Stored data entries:
-*-
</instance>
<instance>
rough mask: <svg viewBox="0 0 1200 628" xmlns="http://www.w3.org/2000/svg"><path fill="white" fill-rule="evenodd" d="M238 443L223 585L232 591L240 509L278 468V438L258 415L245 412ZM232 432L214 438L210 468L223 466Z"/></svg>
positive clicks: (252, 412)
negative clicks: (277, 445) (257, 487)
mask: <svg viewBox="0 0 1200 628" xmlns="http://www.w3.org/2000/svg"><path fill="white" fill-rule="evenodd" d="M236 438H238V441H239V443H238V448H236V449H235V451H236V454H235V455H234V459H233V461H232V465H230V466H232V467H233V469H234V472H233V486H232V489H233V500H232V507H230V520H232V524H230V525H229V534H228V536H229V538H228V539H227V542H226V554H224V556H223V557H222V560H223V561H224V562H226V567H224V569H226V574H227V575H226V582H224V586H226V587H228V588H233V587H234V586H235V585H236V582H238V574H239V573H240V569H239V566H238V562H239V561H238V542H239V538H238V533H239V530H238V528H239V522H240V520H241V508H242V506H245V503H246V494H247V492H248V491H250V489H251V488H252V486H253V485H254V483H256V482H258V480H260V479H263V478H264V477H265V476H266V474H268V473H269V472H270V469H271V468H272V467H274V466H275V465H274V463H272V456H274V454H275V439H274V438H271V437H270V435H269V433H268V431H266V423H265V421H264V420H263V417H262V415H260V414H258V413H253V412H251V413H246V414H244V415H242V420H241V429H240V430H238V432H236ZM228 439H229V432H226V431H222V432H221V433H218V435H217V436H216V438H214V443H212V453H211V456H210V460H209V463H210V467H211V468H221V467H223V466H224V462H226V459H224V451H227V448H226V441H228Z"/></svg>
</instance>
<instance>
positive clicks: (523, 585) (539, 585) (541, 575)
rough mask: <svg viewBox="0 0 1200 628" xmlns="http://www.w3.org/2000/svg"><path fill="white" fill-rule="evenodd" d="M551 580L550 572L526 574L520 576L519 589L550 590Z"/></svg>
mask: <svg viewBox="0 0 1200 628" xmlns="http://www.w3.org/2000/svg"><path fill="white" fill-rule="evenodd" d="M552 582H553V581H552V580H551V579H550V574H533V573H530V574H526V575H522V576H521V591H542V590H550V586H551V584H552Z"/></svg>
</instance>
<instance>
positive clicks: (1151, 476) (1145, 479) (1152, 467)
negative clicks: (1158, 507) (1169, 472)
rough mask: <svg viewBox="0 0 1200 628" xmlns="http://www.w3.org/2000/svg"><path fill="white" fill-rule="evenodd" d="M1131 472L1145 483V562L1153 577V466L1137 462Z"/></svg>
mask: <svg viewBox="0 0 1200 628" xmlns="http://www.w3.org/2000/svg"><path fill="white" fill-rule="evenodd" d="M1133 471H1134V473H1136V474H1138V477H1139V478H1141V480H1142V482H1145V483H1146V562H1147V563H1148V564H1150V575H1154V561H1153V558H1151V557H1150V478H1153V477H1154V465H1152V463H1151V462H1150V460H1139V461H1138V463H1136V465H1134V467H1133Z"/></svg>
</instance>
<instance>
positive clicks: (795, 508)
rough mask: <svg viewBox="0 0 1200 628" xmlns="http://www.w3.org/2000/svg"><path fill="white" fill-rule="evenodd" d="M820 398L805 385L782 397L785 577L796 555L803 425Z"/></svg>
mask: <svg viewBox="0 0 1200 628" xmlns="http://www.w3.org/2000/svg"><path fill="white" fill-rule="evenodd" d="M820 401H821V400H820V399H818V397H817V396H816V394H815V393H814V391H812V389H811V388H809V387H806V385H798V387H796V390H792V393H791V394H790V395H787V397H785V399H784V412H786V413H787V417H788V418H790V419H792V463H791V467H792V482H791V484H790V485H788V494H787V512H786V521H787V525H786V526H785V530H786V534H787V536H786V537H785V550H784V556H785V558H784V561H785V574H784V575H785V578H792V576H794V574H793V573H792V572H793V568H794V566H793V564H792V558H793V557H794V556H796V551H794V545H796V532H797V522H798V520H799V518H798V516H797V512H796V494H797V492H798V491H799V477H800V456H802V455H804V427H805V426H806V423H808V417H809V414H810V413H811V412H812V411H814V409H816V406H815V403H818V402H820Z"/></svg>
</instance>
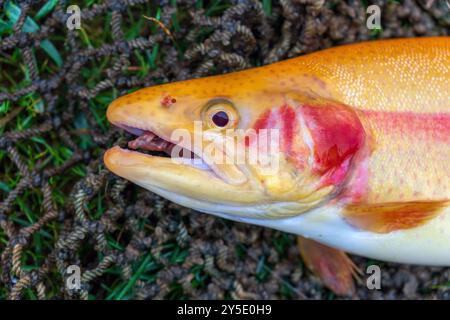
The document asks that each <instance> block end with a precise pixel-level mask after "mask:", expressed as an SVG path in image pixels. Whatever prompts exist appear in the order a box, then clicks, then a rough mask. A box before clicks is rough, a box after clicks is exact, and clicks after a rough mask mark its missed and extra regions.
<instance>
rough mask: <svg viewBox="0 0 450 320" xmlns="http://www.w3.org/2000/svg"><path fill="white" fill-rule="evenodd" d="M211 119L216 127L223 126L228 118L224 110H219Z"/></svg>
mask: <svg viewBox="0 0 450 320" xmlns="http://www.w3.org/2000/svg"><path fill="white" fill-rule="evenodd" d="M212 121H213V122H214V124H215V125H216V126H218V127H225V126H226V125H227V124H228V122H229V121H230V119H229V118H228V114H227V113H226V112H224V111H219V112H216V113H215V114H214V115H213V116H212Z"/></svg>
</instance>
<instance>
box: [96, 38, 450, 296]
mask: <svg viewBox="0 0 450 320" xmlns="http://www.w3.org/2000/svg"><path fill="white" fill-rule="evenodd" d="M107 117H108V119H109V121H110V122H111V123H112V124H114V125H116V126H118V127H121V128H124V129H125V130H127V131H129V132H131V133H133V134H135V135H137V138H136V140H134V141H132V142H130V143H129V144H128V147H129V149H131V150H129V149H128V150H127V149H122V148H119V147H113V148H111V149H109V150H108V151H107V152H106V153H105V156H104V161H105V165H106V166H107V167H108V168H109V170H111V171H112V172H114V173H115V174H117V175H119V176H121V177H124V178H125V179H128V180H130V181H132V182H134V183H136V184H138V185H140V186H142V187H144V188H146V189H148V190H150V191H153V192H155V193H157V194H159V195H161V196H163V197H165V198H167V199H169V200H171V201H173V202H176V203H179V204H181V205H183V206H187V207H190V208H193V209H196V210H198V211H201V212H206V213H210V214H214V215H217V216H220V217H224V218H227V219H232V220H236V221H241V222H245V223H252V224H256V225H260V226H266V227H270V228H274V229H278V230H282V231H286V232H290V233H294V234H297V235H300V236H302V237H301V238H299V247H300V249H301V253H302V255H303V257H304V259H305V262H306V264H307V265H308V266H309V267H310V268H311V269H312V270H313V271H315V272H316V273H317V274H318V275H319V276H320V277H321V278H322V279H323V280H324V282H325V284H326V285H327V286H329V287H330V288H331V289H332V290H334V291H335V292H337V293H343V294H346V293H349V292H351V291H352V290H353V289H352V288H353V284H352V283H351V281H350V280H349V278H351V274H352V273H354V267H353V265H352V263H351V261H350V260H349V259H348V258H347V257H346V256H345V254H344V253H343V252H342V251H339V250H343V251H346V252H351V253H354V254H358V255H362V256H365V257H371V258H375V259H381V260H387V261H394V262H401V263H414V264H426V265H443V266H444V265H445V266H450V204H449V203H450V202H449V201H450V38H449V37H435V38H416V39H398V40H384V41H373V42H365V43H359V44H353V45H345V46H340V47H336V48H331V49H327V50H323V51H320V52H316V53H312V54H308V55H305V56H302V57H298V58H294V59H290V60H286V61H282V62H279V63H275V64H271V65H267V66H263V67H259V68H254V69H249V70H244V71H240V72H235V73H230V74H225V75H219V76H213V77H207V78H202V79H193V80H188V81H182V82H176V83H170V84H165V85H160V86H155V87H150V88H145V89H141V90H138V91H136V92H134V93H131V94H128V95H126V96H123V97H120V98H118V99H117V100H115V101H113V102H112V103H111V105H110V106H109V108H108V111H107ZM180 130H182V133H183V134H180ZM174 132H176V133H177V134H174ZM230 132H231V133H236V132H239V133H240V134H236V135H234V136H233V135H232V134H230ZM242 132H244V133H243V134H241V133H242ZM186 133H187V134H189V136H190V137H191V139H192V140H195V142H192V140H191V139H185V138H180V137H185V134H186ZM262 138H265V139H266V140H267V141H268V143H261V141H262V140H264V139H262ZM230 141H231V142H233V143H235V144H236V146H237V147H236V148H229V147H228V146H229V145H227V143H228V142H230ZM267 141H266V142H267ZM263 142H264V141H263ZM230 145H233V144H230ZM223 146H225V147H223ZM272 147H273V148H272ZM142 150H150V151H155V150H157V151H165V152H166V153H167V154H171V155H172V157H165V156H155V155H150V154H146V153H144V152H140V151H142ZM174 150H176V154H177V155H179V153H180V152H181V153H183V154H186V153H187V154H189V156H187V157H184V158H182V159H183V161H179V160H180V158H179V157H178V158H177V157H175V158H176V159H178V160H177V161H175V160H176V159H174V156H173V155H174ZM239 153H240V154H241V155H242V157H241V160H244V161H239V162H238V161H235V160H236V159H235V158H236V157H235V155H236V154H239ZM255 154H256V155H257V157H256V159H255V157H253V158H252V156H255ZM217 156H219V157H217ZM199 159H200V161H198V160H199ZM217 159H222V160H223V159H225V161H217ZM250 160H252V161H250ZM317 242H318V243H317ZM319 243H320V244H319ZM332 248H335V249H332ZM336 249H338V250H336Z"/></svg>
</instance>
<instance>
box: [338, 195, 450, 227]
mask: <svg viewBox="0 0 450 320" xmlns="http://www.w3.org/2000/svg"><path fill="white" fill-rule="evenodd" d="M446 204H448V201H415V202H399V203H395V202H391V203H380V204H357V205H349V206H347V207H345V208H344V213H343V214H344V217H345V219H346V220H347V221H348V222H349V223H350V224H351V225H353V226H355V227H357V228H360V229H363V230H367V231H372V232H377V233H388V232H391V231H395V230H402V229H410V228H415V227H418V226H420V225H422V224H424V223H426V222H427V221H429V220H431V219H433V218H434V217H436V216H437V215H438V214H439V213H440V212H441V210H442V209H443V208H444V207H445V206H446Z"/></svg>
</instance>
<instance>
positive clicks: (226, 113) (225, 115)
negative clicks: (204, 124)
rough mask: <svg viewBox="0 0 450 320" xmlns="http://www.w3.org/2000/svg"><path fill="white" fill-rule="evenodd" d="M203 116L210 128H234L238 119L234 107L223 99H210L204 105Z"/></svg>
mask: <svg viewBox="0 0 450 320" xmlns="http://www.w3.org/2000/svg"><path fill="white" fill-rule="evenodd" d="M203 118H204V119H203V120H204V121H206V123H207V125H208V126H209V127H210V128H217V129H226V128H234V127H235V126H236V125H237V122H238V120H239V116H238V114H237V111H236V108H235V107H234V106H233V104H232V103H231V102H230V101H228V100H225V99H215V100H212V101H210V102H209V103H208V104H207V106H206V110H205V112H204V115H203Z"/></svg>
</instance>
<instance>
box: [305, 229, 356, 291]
-*-
Apply a filter for "positive" to the data above, then copy each line that matches.

positive clicks: (252, 412)
positive clicks: (523, 585) (539, 585) (541, 575)
positive clicks: (1151, 476) (1145, 479) (1152, 467)
positive clicks: (795, 508)
positive clicks: (226, 113) (225, 115)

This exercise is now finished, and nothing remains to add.